• **ASSIGNED TASK**
Count the lines below that hold the string "louse". Give only that number.

[Dataset excerpts]
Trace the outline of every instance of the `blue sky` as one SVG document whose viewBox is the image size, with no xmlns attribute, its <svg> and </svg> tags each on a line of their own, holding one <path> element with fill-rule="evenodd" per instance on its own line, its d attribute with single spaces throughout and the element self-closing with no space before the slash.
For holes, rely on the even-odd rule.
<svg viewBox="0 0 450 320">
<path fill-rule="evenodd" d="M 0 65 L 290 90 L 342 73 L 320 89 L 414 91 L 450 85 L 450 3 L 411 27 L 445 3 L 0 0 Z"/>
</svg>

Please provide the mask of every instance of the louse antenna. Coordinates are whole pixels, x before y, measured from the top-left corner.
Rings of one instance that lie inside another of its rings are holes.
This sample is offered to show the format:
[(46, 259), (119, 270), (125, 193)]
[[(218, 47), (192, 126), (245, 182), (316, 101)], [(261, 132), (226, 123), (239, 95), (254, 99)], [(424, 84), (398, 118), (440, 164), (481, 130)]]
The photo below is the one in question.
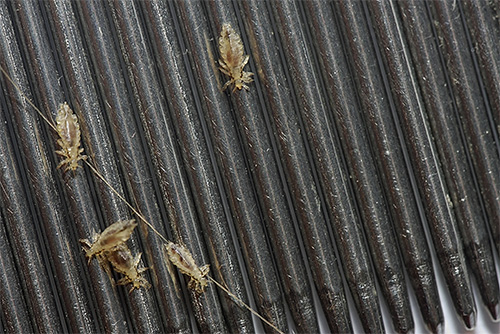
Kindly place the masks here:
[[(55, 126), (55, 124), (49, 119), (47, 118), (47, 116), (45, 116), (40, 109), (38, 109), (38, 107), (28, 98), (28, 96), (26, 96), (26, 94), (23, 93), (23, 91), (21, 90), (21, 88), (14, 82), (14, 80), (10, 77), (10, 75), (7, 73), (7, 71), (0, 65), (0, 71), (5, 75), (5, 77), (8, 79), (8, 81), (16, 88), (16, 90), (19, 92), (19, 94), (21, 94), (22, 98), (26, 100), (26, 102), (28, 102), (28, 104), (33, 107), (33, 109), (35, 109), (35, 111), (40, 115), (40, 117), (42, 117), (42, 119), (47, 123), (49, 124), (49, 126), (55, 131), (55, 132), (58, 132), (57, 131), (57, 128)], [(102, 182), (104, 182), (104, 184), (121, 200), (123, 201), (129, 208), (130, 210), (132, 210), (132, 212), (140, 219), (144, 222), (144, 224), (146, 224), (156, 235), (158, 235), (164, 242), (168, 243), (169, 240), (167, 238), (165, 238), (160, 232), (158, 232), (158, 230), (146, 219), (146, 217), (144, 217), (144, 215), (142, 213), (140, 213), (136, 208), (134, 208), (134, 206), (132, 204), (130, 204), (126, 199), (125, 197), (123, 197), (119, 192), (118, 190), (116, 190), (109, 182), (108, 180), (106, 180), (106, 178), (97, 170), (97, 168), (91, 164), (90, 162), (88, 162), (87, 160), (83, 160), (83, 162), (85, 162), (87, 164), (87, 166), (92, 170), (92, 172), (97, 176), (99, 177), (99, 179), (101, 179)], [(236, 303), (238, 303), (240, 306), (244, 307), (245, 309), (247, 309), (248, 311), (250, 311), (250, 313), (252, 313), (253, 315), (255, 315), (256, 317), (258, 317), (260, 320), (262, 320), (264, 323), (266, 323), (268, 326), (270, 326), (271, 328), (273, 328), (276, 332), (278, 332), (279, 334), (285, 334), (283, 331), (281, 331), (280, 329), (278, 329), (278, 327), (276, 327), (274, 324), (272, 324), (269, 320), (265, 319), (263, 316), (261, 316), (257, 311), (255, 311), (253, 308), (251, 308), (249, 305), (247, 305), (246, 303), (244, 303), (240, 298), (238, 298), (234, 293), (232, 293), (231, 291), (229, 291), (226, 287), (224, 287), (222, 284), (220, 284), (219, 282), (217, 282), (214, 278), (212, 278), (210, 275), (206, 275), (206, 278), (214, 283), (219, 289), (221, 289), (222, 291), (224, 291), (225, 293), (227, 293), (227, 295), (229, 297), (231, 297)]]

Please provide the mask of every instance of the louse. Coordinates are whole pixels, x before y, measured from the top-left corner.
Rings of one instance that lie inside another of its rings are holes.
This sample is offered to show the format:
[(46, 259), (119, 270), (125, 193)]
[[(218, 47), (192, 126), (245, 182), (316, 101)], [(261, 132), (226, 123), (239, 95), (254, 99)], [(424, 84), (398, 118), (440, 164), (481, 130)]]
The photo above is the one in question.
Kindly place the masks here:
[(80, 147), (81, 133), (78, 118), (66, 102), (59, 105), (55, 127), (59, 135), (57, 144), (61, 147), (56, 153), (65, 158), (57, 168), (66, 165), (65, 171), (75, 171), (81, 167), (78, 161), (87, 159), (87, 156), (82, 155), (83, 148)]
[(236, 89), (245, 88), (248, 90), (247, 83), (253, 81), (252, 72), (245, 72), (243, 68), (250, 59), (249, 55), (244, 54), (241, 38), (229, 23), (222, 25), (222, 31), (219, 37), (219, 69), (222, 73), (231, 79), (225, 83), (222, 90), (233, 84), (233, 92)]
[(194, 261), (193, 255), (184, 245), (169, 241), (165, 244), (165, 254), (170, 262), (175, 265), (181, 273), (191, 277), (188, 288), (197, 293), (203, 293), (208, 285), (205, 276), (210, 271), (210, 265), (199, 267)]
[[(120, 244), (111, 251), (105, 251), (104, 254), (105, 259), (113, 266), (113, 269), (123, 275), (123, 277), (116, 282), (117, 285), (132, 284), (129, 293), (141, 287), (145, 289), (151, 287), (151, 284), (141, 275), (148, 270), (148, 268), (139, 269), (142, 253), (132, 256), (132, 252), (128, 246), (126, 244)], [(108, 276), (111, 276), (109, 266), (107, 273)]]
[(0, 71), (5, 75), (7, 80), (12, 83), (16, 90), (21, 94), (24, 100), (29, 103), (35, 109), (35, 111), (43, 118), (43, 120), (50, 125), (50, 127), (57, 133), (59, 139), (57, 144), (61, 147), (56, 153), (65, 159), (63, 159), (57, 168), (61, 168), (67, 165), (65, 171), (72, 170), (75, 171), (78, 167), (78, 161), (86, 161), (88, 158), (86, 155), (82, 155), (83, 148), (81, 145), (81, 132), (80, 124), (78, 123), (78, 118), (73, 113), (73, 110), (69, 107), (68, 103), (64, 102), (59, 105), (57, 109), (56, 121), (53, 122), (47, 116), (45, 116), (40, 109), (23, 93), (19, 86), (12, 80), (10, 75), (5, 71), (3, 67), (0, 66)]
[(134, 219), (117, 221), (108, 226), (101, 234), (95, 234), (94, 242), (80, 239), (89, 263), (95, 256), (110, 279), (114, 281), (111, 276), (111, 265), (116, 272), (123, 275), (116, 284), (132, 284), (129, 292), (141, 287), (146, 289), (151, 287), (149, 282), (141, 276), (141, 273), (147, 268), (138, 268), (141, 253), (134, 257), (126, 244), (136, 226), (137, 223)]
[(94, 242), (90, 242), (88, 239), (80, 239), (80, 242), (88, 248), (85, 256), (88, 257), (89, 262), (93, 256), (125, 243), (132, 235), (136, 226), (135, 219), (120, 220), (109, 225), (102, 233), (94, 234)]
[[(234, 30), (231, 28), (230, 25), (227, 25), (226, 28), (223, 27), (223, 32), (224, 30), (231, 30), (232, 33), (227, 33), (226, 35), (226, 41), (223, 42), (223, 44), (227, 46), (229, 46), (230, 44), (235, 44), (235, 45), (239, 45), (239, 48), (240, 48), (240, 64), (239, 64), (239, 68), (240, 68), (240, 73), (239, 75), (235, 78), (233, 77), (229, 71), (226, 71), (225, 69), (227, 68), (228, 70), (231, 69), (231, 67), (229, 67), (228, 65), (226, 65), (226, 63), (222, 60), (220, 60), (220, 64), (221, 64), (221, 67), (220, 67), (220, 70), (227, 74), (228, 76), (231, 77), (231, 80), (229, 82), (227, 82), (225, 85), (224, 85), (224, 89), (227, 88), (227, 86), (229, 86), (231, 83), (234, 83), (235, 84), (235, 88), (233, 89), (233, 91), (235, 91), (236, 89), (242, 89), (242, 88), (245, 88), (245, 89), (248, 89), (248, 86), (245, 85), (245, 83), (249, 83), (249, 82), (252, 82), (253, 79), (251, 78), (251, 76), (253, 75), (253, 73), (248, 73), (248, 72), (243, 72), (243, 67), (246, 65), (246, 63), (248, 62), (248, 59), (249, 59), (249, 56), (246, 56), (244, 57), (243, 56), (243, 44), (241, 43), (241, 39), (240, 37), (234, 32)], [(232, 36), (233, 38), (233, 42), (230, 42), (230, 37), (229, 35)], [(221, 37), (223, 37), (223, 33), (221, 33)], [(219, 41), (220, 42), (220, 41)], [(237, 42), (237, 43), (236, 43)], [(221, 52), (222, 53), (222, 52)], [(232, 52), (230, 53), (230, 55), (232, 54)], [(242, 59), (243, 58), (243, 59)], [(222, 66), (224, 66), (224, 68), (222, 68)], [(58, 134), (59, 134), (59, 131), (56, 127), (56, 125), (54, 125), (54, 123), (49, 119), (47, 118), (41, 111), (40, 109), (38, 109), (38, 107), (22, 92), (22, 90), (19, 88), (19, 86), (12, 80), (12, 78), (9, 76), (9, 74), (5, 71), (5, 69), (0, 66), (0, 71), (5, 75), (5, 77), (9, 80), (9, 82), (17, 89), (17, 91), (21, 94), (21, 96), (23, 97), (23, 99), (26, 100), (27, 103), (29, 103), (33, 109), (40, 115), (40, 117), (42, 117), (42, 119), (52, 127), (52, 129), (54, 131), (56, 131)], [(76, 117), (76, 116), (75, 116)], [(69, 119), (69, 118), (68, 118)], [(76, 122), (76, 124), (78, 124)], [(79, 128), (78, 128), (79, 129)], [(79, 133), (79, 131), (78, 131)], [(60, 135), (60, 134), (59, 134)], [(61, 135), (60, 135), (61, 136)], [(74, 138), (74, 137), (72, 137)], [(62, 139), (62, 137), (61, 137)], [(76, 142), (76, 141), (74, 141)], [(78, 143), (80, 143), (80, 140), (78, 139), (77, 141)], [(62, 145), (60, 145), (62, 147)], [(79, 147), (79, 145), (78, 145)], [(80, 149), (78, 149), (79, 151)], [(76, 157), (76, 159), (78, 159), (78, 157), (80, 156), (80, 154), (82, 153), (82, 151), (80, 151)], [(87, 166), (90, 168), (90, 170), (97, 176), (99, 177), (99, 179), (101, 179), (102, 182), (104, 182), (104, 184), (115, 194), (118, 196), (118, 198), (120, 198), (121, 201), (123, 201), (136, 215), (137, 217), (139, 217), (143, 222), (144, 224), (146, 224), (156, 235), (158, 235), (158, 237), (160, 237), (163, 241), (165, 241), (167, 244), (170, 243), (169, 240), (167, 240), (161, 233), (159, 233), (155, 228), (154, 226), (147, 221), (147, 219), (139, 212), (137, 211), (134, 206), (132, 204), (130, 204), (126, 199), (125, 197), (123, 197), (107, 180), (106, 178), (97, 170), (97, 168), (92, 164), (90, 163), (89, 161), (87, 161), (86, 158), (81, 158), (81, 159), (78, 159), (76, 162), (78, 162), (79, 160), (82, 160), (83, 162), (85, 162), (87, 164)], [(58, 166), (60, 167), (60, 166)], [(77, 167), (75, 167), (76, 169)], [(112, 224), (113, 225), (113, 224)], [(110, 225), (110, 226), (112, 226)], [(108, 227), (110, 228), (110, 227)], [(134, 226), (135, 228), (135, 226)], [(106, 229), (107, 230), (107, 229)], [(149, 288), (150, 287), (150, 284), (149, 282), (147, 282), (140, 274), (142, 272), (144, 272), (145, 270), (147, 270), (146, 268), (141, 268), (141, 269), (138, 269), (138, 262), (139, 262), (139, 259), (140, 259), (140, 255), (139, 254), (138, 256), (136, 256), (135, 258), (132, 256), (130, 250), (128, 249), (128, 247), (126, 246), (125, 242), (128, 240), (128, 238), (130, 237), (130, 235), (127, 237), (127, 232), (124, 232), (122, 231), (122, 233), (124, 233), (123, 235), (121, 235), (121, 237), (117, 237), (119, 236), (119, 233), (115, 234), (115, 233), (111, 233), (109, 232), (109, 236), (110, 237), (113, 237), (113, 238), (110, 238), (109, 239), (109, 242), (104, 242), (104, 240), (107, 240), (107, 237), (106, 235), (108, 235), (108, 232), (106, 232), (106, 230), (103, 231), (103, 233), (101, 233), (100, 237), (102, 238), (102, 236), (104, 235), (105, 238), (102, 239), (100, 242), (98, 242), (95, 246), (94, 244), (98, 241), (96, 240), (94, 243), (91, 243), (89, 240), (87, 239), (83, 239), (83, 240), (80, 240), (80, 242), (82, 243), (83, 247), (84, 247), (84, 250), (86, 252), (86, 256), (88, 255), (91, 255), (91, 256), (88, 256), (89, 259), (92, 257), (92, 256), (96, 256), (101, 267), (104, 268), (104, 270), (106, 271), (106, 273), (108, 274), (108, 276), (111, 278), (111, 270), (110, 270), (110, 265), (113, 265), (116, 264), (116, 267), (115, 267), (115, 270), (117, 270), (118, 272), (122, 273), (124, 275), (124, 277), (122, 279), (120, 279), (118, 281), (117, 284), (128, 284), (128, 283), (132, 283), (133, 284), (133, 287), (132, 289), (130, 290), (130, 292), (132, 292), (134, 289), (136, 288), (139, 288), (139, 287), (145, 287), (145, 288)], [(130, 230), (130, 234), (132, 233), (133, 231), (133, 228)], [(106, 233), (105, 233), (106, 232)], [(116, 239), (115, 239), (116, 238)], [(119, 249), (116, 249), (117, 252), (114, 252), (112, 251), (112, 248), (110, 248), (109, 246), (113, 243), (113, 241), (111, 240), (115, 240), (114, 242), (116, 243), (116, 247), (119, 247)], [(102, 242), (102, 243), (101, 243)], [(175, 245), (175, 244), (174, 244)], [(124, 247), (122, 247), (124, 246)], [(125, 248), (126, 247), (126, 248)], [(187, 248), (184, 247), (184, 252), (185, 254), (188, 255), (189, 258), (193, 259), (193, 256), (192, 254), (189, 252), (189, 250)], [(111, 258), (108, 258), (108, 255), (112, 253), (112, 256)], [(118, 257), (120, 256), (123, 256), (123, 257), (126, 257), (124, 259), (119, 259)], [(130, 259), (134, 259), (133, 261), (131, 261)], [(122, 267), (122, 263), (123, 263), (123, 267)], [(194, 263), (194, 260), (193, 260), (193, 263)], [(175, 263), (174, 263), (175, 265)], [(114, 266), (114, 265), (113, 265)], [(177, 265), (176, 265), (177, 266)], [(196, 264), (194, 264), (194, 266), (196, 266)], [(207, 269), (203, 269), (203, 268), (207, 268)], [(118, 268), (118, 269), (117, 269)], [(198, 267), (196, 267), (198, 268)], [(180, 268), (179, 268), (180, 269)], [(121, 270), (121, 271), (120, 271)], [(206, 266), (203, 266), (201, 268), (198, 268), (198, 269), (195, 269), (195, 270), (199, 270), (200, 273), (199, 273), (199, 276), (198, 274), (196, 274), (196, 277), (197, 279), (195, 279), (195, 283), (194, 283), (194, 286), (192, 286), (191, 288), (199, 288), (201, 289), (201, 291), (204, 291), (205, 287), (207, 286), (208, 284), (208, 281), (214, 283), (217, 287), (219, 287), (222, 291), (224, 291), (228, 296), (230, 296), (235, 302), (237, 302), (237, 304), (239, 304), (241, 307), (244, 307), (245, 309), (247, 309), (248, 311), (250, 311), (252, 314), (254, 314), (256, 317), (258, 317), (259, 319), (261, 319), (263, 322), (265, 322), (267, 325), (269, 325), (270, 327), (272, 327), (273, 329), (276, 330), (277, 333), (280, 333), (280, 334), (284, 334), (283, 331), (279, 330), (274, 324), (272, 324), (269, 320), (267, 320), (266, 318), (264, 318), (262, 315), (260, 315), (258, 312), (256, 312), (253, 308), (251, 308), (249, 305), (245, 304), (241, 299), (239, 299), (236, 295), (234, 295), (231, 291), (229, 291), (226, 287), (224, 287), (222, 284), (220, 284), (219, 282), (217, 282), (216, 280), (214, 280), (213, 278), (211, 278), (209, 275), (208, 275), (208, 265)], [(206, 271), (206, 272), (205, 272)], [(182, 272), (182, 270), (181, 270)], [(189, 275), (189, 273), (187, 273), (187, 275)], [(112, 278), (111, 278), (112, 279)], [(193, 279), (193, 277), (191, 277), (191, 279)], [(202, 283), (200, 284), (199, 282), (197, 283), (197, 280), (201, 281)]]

• **SOLUTION**
2